● **GOAL OF THE EXERCISE**
Present every line of the listing below as a numbered list, leaving out any blank lines.

Data entries
----

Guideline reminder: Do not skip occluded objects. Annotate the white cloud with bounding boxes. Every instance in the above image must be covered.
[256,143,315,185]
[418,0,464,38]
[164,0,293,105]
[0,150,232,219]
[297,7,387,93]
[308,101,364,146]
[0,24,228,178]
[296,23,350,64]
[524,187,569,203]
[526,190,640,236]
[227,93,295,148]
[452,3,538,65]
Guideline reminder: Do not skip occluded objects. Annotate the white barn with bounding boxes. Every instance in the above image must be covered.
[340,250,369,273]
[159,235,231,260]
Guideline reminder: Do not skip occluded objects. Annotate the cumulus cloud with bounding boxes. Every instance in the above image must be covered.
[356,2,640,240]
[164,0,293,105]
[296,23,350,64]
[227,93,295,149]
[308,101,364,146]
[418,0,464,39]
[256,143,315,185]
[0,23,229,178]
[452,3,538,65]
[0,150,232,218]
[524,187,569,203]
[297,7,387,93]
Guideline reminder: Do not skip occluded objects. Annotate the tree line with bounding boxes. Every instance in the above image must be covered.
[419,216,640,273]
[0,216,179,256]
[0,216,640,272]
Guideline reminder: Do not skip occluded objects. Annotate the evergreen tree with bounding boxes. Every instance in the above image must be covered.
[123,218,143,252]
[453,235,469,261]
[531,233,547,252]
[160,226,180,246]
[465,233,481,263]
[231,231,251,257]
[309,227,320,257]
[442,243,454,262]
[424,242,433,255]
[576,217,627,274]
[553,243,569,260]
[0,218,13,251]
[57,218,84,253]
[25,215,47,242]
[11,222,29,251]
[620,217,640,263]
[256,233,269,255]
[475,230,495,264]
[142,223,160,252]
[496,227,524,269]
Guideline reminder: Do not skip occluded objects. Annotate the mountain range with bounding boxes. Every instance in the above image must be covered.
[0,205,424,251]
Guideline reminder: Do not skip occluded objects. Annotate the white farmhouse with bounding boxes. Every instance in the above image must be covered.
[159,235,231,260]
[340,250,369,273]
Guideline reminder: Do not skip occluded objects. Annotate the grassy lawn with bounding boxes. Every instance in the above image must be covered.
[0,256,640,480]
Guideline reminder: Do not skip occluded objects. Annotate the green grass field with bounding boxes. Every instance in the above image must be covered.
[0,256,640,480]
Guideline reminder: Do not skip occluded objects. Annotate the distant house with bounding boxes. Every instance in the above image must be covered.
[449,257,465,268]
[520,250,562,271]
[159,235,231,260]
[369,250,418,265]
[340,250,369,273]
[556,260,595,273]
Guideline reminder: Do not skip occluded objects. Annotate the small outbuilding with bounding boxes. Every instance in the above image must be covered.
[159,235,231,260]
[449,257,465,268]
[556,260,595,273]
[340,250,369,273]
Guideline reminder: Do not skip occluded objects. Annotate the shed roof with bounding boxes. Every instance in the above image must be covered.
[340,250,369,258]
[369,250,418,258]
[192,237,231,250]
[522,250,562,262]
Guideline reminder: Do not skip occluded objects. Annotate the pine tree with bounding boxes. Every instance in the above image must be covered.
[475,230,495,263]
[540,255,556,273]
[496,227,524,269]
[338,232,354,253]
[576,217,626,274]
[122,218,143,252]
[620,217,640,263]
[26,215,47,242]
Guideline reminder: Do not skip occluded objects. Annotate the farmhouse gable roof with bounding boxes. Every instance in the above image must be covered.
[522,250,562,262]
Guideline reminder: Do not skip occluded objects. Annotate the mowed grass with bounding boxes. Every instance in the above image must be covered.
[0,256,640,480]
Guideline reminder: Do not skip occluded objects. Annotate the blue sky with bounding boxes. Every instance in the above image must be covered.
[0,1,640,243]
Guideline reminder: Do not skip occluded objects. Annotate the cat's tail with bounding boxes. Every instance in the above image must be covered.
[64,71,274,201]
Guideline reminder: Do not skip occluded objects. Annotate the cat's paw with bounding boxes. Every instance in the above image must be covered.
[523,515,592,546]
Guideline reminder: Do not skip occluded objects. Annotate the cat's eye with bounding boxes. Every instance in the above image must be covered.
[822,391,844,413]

----

● **THE SOLUTION**
1. Guideline reminder: Do not skip occluded objects. Annotate the white cloud with bounding boxes. Every instance in the above image must be covered.
2. [256,143,315,185]
3. [418,0,464,38]
4. [164,0,293,105]
5. [0,150,232,219]
6. [297,7,387,93]
7. [308,101,364,146]
8. [0,24,228,178]
9. [296,23,350,64]
10. [524,187,569,203]
11. [526,190,640,236]
12. [227,93,295,148]
13. [452,3,538,65]
14. Guideline reminder: Do not skip occluded objects. Annotate the white barn with bounding boxes. Every instance in the above image must be covered.
15. [340,250,369,273]
16. [159,235,231,260]
17. Guideline reminder: Do not skip occluded objects. Annotate the cumulus cloud with bounding boxes. Every instance in the above image must be covered.
18. [356,2,640,240]
19. [164,0,293,105]
20. [296,23,350,64]
21. [227,93,295,149]
22. [308,101,364,146]
23. [418,0,464,39]
24. [256,143,315,185]
25. [0,23,229,178]
26. [452,3,538,65]
27. [0,150,232,218]
28. [524,187,569,203]
29. [297,7,387,93]
30. Guideline reminder: Do not skip occluded objects. Annotate the tree line with bounding boxes. Every instance in the above image must be covered.
31. [419,216,640,273]
32. [0,216,179,256]
33. [0,216,640,272]
34. Guideline reminder: Do not skip occluded objects. Annotate the evergreen tree with bounding boxes. Every instance in the above image must be covered.
35. [123,218,143,252]
36. [453,235,469,261]
37. [531,233,547,252]
38. [160,226,180,246]
39. [465,233,481,263]
40. [231,231,251,257]
41. [309,227,320,257]
42. [442,243,454,262]
43. [424,242,433,255]
44. [576,217,627,274]
45. [553,243,569,260]
46. [0,218,13,251]
47. [57,218,84,253]
48. [25,215,47,242]
49. [11,222,29,251]
50. [620,217,640,263]
51. [256,233,269,255]
52. [475,230,495,264]
53. [142,223,160,252]
54. [496,227,524,269]
55. Guideline reminder: Do not skip occluded objects. Annotate the mountain range with bounding boxes. Every instance in the above image must be covered.
56. [0,205,424,251]
57. Guideline reminder: Do not skip occluded objects. Annotate the white farmhouse with bounding boxes. Every instance in the above image must be covered.
58. [159,235,231,260]
59. [340,250,369,273]
60. Guideline reminder: Do not skip occluded objects. Annotate the grassy lawn with bounding boxes. Every instance in the above image must be covered.
61. [0,256,640,480]
62. Guideline reminder: Do not skip occluded objects. Annotate the green grass field with bounding boxes. Every instance in the above image must be covered.
63. [0,256,640,480]
64. Guideline reminder: Do not skip occluded objects. Annotate the distant house with bounding boxes. Every instance in the above image must be covered.
65. [449,257,465,268]
66. [520,250,562,271]
67. [159,235,231,260]
68. [369,250,418,265]
69. [340,250,369,273]
70. [556,260,595,273]
71. Guideline reminder: Do not skip occluded objects. Annotate the small outbuilding with bounding boxes. Every instance in the above image must be covered.
72. [159,235,231,260]
73. [449,257,465,268]
74. [556,260,595,273]
75. [340,250,369,273]
76. Guideline reminder: Do not skip occluded objects. Annotate the shed roof with bounding boxes. Every instance in the above image must be covered.
77. [340,250,369,258]
78. [369,250,418,258]
79. [192,237,231,250]
80. [522,250,562,262]
81. Guideline reminder: Do not skip occluded objects. Annotate the pine tree with bounding boxes. Every instance in the above image must be covered.
82. [475,230,495,263]
83. [540,255,556,273]
84. [496,227,524,269]
85. [338,232,354,253]
86. [576,217,626,274]
87. [122,218,143,252]
88. [620,217,640,263]
89. [26,215,47,242]
90. Guideline reminder: Do not skip occluded objects. Annotate the farmhouse gable roof with bounding boxes. Every instance in the above image must be covered.
91. [522,250,562,262]
92. Guideline reminder: Do not skip occluded objects. Annotate the mowed grass with bounding boxes. Every instance in the above image must be covered.
93. [0,256,640,480]
94. Guideline reminder: Do not skip occluded objects. Annotate the blue sky with bounding boxes. Every instance in the above image must be covered.
95. [0,1,640,243]
96. Guideline reminder: Do not skip occluded objects. Annotate the cat's tail with bounding boxes. Every instance in the above image must be covered.
97. [64,71,274,201]
98. Guideline reminder: Do not skip occluded objects. Annotate the cat's paw with bounding boxes. Every instance in the above image must be covered.
99. [523,515,592,546]
100. Guideline reminder: Do not skip occluded objects. Annotate the cat's eye with bounding boxes. Every instance in the above image must be covered.
101. [822,391,844,413]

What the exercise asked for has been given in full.